--- Recorded information ---
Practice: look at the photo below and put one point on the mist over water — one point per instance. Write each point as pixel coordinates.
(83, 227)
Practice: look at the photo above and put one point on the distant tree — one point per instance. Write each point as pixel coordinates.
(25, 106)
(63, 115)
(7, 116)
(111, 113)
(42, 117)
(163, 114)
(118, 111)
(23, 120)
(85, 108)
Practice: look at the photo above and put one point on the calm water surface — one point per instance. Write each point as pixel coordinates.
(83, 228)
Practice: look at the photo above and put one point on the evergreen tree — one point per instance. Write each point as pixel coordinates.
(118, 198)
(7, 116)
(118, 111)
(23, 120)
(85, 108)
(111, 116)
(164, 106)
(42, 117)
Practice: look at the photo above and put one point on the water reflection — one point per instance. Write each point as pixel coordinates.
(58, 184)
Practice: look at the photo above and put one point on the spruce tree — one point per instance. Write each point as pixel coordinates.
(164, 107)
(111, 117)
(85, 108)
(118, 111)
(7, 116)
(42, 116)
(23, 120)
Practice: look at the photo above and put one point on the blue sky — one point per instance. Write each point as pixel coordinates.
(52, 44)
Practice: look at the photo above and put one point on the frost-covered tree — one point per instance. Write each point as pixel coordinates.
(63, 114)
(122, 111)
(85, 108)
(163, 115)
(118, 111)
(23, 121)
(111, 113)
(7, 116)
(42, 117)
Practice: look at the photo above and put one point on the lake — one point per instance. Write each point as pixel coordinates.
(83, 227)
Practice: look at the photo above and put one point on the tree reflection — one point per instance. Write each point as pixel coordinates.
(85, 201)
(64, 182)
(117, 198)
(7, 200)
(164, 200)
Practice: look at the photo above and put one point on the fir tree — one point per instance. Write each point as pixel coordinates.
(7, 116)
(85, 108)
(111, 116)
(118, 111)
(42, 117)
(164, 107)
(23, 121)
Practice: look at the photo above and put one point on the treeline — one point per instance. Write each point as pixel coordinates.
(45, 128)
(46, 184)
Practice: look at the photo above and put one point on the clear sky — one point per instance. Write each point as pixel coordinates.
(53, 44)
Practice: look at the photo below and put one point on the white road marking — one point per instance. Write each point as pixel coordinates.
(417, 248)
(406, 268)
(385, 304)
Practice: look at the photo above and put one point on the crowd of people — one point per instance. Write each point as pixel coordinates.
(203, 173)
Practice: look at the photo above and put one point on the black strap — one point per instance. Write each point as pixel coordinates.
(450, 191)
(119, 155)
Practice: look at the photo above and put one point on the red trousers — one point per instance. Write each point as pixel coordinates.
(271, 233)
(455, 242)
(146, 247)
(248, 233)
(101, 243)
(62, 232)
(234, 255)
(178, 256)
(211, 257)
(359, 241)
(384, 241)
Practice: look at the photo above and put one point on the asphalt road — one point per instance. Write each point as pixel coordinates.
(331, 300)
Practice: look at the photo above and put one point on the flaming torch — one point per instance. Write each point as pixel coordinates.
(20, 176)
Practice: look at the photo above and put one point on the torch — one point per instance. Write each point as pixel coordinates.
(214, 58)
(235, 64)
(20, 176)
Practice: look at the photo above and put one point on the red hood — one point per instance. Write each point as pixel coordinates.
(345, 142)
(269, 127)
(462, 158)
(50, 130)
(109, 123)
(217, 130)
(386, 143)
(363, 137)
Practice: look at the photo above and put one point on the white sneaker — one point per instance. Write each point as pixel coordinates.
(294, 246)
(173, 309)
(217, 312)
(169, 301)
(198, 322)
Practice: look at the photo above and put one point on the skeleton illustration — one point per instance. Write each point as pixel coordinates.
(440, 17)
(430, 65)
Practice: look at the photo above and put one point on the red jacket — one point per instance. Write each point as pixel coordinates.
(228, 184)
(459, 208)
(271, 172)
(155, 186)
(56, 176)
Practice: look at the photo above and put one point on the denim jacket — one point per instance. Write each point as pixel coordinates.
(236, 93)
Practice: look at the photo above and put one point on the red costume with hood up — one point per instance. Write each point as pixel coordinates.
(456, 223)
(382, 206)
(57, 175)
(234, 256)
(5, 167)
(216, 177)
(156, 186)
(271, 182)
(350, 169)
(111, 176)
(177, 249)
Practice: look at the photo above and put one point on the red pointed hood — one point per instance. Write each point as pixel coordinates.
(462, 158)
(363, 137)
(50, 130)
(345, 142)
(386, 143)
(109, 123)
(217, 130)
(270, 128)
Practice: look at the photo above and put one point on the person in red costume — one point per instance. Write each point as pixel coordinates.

--- Problem ---
Please set down all the data word for word.

--- Result of the task ---
Practice: look at the photo below and put one point on the mist over water — one point per instance. Write each point as pixel coordinates.
(83, 227)
Practice: look at the photo above and put one point on the distant tree — one point per instance. Write each point as pixel coordinates.
(25, 106)
(63, 115)
(7, 116)
(111, 113)
(42, 117)
(163, 114)
(118, 111)
(23, 120)
(85, 108)
Practice: look at the photo above and put one point on the calm water surface — one point per instance. Write each point as pixel coordinates.
(83, 228)
Practice: look at the photo above and put one point on the evergreen tree — one point per instance. Write each point as pixel coordinates.
(118, 198)
(7, 116)
(118, 111)
(23, 120)
(85, 108)
(111, 116)
(164, 106)
(42, 117)
Practice: look at the photo above and put one point on the water reflection — one point per instance. Write each point as pixel coordinates.
(58, 184)
Practice: look at the photo above and put one point on the spruce tree — one point per instance. Write each point as pixel coordinates.
(164, 107)
(111, 117)
(85, 108)
(118, 111)
(7, 116)
(42, 116)
(23, 120)
Practice: look at the photo above and put one point on the blue sky — one point per instance. Write each point as pixel coordinates.
(52, 44)
Practice: look at the photo above and put one point on the frost-covered tree — one point per instance. Write each point as pixel coordinates.
(63, 114)
(122, 111)
(85, 108)
(163, 115)
(118, 111)
(23, 121)
(111, 113)
(7, 116)
(42, 117)
Practice: look at the photo above and put one point on the lake — one point per instance. Write each point as pixel coordinates.
(83, 227)
Practice: look at the photo above and put one point on the tree reflection — one point per instance. Write each point as pixel coordinates.
(85, 201)
(64, 182)
(117, 198)
(7, 200)
(164, 200)
Practice: look at the photo above and put one point on the fir tree — one point per instance. Write each point as pixel coordinates.
(7, 116)
(85, 108)
(111, 116)
(118, 111)
(42, 117)
(164, 107)
(23, 121)
Practice: look at the photo above and put one point on the treeline — one point per instance. Write each point as pixel coordinates.
(45, 128)
(46, 184)
Practice: look at the photo above and put one point on the clear sky — one point per instance. Write each point as pixel coordinates.
(53, 44)
Practice: look at the photo below and put one point on the white road marking — one point per instance. Write each point as pixel coordinates.
(417, 248)
(406, 268)
(385, 304)
Practice: look at the photo above and put one point on the crowd of people — one point per instance. Write each point as pixel coordinates.
(203, 173)
Practice: look at the photo above and put one point on the black strap — one point per instance. Write each point as pixel coordinates.
(450, 191)
(119, 155)
Practice: look at the photo above and put one point on the red trousers — one point per instance. Write each point as pixel coordinates.
(271, 233)
(455, 242)
(146, 247)
(248, 233)
(101, 243)
(62, 232)
(234, 255)
(178, 256)
(211, 257)
(359, 241)
(384, 241)
Practice: look at the photo above and put one point on the asphalt road — one point per instance. Write each point as pixel coordinates.
(331, 300)
Practice: look at the photo above and put one point on the flaming torch — one point per instance. Write each point as pixel coordinates.
(20, 176)
Practice: look at the photo above and put one point on the torch — one point per instance. Write each point as pixel coordinates.
(214, 58)
(235, 64)
(20, 176)
Practice: look at the photo above and put one point on the red hood — one point per instance. Write each point as pixel coordinates.
(345, 142)
(269, 127)
(462, 158)
(50, 130)
(109, 123)
(217, 130)
(386, 143)
(363, 137)
Practice: look at the photo above and put one point on the white sneaker — one point per instance. Write each point as pixel coordinates.
(294, 246)
(173, 309)
(217, 312)
(169, 301)
(198, 322)
Practice: look at the photo above and put one point on the skeleton illustration — one point per instance. Write each point as pixel coordinates.
(440, 17)
(430, 65)
Practice: look at the photo above and put one point on the red jacket — one point per instance. Write each point as pixel coordinates.
(228, 184)
(459, 208)
(271, 172)
(155, 186)
(56, 176)
Practice: look at the photo above and put one point on the denim jacket — one point per instance. Write each point as pixel coordinates.
(236, 93)
Practice: look at the photo above and put one point on the red costume with hood up — one point per instance. Write each point as pixel coordinates.
(456, 223)
(382, 206)
(57, 175)
(234, 256)
(5, 167)
(216, 177)
(156, 186)
(271, 182)
(350, 169)
(111, 176)
(177, 249)
Practice: look at the photo above and put one point on the red pointed hood — one point per instance. Write each point as pixel coordinates.
(462, 158)
(363, 137)
(50, 130)
(345, 142)
(386, 143)
(109, 123)
(217, 130)
(270, 128)
Practice: look at the photo above and put one point on the person in red costume — one point per instance. Write each point as pixel coordinates.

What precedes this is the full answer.